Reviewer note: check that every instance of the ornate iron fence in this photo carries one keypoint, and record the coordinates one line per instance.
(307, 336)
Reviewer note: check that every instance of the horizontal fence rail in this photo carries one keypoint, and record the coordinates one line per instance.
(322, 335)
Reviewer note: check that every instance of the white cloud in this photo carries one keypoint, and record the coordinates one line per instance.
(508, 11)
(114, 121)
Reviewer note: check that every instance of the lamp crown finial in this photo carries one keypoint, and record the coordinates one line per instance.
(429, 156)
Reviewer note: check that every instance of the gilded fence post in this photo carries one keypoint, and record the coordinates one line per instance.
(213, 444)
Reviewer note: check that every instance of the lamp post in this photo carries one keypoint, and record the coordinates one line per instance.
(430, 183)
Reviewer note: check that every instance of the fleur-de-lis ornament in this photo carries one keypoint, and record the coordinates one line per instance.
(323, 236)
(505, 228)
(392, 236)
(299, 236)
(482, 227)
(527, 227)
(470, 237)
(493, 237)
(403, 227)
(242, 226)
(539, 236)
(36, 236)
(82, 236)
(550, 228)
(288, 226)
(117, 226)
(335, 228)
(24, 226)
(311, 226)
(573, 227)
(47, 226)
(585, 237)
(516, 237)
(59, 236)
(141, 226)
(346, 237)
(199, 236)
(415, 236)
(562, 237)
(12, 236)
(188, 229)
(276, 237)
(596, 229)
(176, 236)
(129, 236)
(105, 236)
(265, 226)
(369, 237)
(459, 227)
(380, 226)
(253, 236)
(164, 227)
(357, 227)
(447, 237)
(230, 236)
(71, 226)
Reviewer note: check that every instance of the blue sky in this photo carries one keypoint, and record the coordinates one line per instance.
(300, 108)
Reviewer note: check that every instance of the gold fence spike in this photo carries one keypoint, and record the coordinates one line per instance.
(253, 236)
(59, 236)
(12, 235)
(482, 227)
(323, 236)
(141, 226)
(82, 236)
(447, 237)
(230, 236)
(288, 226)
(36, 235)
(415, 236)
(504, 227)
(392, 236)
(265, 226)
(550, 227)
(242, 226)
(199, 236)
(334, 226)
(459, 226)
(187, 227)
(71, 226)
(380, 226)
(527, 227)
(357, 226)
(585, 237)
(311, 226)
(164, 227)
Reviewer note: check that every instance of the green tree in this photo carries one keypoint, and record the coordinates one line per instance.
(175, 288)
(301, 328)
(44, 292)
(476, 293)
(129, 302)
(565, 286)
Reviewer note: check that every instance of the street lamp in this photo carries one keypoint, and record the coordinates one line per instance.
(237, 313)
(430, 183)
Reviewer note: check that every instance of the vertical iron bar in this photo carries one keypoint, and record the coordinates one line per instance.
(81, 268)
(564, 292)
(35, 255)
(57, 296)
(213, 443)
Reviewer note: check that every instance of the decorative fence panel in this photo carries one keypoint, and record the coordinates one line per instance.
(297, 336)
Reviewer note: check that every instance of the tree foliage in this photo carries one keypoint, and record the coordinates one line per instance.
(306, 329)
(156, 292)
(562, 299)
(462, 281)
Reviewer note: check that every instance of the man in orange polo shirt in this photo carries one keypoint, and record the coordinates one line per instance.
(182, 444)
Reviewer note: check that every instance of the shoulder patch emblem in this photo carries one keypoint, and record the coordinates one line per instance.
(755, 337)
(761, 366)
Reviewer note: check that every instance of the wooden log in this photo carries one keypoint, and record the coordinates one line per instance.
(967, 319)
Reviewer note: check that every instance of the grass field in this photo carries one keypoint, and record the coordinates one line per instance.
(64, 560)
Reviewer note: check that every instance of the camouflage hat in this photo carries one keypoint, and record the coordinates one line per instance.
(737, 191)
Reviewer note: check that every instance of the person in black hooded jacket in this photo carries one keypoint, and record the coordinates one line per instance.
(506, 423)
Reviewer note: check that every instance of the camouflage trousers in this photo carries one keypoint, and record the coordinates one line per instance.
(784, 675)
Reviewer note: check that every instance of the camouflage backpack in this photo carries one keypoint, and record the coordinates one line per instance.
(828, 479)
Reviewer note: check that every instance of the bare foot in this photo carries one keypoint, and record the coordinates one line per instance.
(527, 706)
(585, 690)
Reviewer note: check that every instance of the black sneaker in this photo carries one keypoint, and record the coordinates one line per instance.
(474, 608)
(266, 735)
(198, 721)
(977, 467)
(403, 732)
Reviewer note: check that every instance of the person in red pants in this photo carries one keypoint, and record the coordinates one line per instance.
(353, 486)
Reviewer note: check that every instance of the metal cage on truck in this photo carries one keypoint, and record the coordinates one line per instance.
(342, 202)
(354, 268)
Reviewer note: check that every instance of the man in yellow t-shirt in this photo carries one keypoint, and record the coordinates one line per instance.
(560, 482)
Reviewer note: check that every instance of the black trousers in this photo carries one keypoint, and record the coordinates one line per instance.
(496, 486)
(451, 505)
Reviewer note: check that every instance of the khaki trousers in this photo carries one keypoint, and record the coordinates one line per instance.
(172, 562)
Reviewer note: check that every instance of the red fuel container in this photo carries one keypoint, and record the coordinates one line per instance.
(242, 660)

==============================

Work to be completed -
Go through the records above and copy each line exactly.

The answer -
Reviewer note: check that every instance of the ornate iron fence in this photo carries one keypoint, and record the coordinates one line per instance.
(307, 336)
Reviewer note: check that every instance of the horizontal fence rail in this photo carries one keypoint, and record the coordinates one line per instance.
(322, 335)
Reviewer note: check that every instance of the white cloud in this photo carries one keypoint, and record the coordinates one line per instance.
(508, 11)
(114, 121)
Reviewer note: check that every instance of the lamp crown finial in this photo carries one keypoint, and record the coordinates one line per instance.
(429, 156)
Reviewer note: check that every instance of the gilded fence post in this photo carries one keypoint, and record the coordinates one line per instance.
(213, 444)
Reviewer note: check that every instance of the lamp post in this photo carries one keypoint, and record the coordinates one line per instance.
(430, 183)
Reviewer note: check that every instance of the fleur-de-lis ornament in this photo carries one keypoint, and record the coordinates one line per instance.
(323, 236)
(505, 228)
(392, 236)
(299, 236)
(482, 227)
(527, 227)
(470, 237)
(493, 237)
(403, 227)
(242, 226)
(539, 236)
(36, 236)
(82, 236)
(550, 228)
(288, 226)
(117, 226)
(335, 228)
(24, 226)
(311, 226)
(573, 227)
(47, 226)
(585, 237)
(516, 237)
(59, 236)
(141, 226)
(346, 237)
(199, 236)
(415, 236)
(562, 237)
(12, 236)
(188, 229)
(276, 237)
(596, 229)
(176, 236)
(129, 236)
(105, 236)
(265, 226)
(369, 237)
(459, 227)
(380, 226)
(253, 236)
(164, 227)
(357, 227)
(447, 237)
(230, 236)
(71, 226)
Reviewer note: check that every instance of the blue sky in this photo carries one keypoint, and record the coordinates one line per instance.
(300, 108)
Reviewer note: check that every instance of the gold fence spike in this photo carries one keypoint, and record the coordinates one line per instance.
(253, 236)
(59, 236)
(12, 235)
(482, 227)
(323, 236)
(141, 226)
(82, 236)
(447, 237)
(230, 236)
(288, 226)
(36, 235)
(415, 236)
(504, 227)
(392, 236)
(265, 226)
(550, 227)
(242, 226)
(199, 236)
(334, 226)
(459, 226)
(187, 227)
(71, 226)
(380, 226)
(527, 227)
(357, 226)
(585, 237)
(311, 226)
(164, 227)
Reviewer note: check that every instance of the green tree in this photo carries one keypoint, and record the coordinates one line per instance.
(175, 288)
(301, 328)
(44, 292)
(476, 293)
(129, 302)
(565, 286)
Reviewer note: check that every instance of the street lamp in this photo carries one keypoint, and record the coordinates one line per instance.
(237, 313)
(430, 183)
Reviewer note: check that every instance of the vertical iron bar in this photo carries one keypoint, and record the coordinates one line per instance.
(81, 268)
(564, 292)
(35, 255)
(57, 296)
(213, 443)
Reviewer note: check that every instance of the decorative fence panel in this photo carries one keypoint, and record the coordinates one line per instance.
(297, 336)
Reviewer note: check that every instance of the tree foliage in this photo carries one keypoint, and record the coordinates one line per instance.
(306, 329)
(156, 292)
(562, 299)
(462, 281)
Reviewer note: check that every instance of the man in orange polo shirt in this photo carries one keypoint, and record the coordinates one line per instance.
(182, 444)
Reviewer note: check that every instance of the shoulder patch emblem in this photo carries one keypoint, and record the coordinates one line per instance.
(755, 337)
(761, 366)
Reviewer note: check that every instance of the wooden log in this photo carries one keypoint, and record the coordinates one line per instance.
(967, 319)
Reviewer note: check that every instance of the grass field in this photo carries one keypoint, and record the coordinates one line per instance.
(64, 560)
Reviewer note: check that every instance of the camouflage hat in this photo carries one keypoint, and record the coordinates one line per instance.
(737, 191)
Reviewer note: check that every instance of the person in black hooded jacket in this photo carries one keypoint, and record the coordinates one line per instance.
(506, 423)
Reviewer note: check that every instance of the camouflage trousers in this photo carries one keypoint, and record the coordinates one line per instance.
(784, 675)
Reviewer note: check that every instance of the camouflage backpack in this photo carries one keypoint, and record the coordinates one line per instance.
(828, 479)
Reviewer note: check that every instance of the bare foot in this photo carries one keypoint, and record the coordinates one line per instance.
(527, 706)
(585, 690)
Reviewer note: check that every instance of the black sneaker in this photo carries one keypoint, and record the coordinates one line per instance.
(474, 608)
(266, 735)
(198, 721)
(977, 467)
(403, 732)
Reviewer note: check that every instance of the person in red pants in this photo carries one keypoint, and record the coordinates one line per instance.
(353, 486)
Reviewer note: check that every instance of the metal cage on truck in this photo carries one keypoint, and record the coordinates one line per instance.
(342, 202)
(354, 268)
Reviewer note: check that every instance of the man in yellow t-shirt in this photo carries one keypoint, and record the coordinates one line per instance.
(560, 482)
Reviewer note: check that every instance of the black trousers in this photo carries one keypoint, and record the coordinates one line per instance.
(496, 486)
(451, 505)
Reviewer note: check that every instance of the khaki trousers in this photo carries one keypoint, and record the coordinates one line per instance.
(172, 562)
Reviewer note: check that every instance of the red fuel container in this photo carries one keypoint, and record the coordinates one line per instance.
(242, 660)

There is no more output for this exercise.